(INSTRUCTIONS TO FOLLOW):
Please rewrite the data below, switching every "bounding box" to "region" and leaving everything else unchanged.

(ENTRIES):
◇ ◇ ◇ ◇

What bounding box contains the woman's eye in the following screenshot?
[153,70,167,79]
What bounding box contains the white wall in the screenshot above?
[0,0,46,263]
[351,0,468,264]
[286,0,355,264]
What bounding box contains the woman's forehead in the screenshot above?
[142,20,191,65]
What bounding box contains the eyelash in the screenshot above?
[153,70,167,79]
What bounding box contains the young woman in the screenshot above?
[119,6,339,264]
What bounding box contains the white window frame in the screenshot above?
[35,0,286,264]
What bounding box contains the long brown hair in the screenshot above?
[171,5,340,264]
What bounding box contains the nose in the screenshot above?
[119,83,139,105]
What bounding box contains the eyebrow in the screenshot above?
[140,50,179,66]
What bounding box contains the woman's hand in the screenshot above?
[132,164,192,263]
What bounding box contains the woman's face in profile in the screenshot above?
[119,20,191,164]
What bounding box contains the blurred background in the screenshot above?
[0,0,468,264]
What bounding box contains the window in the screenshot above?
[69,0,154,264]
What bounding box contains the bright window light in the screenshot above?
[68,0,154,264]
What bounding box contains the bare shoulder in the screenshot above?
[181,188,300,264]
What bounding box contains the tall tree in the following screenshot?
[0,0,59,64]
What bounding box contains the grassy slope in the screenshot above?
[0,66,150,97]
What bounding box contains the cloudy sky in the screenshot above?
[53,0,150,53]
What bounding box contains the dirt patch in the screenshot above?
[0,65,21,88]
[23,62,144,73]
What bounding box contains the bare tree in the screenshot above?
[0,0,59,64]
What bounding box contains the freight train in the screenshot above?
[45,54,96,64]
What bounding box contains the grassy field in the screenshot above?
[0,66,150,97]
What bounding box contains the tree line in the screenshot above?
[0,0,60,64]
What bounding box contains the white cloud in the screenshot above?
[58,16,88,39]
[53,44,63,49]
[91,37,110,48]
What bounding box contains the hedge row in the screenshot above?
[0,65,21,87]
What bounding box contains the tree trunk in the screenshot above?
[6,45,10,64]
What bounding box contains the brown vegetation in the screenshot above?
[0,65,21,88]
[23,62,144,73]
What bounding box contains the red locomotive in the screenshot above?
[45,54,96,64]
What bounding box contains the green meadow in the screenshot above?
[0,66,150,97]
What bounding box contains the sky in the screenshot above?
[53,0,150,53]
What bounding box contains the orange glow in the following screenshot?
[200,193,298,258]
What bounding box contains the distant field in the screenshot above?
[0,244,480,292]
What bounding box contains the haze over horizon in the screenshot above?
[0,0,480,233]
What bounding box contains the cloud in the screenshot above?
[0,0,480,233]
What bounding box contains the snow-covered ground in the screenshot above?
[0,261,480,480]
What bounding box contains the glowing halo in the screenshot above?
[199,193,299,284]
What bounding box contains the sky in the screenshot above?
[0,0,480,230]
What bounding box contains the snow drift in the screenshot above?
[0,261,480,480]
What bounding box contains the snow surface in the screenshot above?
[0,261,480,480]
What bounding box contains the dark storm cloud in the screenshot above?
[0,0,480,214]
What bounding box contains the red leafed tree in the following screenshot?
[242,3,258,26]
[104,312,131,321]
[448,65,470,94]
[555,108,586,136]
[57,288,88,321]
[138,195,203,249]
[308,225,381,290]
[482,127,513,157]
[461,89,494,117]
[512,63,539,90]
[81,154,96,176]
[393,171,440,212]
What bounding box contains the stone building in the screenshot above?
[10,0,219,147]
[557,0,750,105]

◇ ◇ ◇ ◇

(OUTPUT FOR THIS EXERCISE):
What region contains the woman's eye in the following screenshot?
[153,70,167,79]
What region contains the white wall in the screenshot above?
[0,0,46,263]
[351,0,468,264]
[286,0,355,264]
What region contains the woman's forehead in the screenshot above?
[142,20,191,65]
What region contains the eyelash in the screenshot above?
[153,70,167,79]
What region contains the young woman in the screenshot above?
[119,6,339,264]
What region contains the white window frame in the screenshot above?
[35,0,286,264]
What region contains the long brown hair in the screenshot above?
[171,5,340,264]
What region contains the nose in the screenshot above?
[119,83,139,105]
What region contains the eyebrow in the screenshot above?
[140,50,179,66]
What region contains the woman's hand in the screenshot above?
[132,164,192,263]
What region contains the woman's face in profile in the screenshot above?
[119,20,191,164]
What region contains the blurred background in the screenshot above?
[0,0,468,264]
What region contains the window in the screenshot above?
[69,0,154,264]
What region contains the bright window light in the screenshot above?
[68,0,154,264]
What region contains the bare shoulder in the screenshot above?
[181,188,300,264]
What region contains the tall tree in the following screenshot?
[0,0,59,64]
What region contains the grassy slope in the screenshot above?
[0,66,150,97]
What region contains the cloudy sky in the screenshot above?
[53,0,150,53]
What region contains the dirt patch in the screenshot above?
[0,65,21,88]
[23,62,144,73]
What region contains the bare tree in the screenshot above?
[0,0,59,64]
What region contains the freight train in the screenshot above?
[45,54,96,64]
What region contains the grassy field in the screenshot above?
[0,66,150,97]
What region contains the tree line in the screenshot above?
[0,0,60,64]
What region contains the white cloud in the screenshot above?
[58,16,88,39]
[53,44,63,49]
[91,37,110,48]
What region contains the hedge row in the screenshot above?
[0,65,21,87]
What region contains the tree trunk in the screenshot above?
[6,45,10,64]
What region contains the brown vegetation in the screenshot above?
[0,65,21,88]
[23,62,144,73]
What region contains the red locomotive in the screenshot above?
[45,54,96,64]
What region contains the green meadow in the screenshot above?
[0,66,150,97]
What region contains the sky in the screenshot above?
[53,0,150,53]
What region contains the orange glow in the following screenshot?
[200,193,298,258]
What region contains the distant field in the screenshot above?
[0,244,480,292]
What region contains the haze over horizon in the screenshot above?
[0,0,480,233]
What region contains the cloud in the screenshot above?
[0,0,480,233]
What region contains the snow-covered ground in the screenshot above?
[0,261,480,480]
What region contains the glowing halo in the screenshot above?
[199,193,299,284]
What region contains the sky in the screenshot above?
[0,0,480,230]
What region contains the snow drift in the screenshot above?
[0,261,480,480]
What region contains the snow surface in the screenshot above?
[0,261,480,480]
What region contains the dark storm cloud in the screenshot above?
[0,0,480,214]
What region contains the red leafed tree in the following screenshot?
[242,3,258,26]
[104,312,131,321]
[448,65,470,94]
[555,108,586,136]
[57,288,88,321]
[138,195,203,249]
[308,225,381,290]
[482,127,513,157]
[461,89,494,117]
[512,63,539,90]
[81,154,96,176]
[393,171,440,212]
What region contains the stone building in the screenshot above?
[10,0,219,147]
[557,0,750,105]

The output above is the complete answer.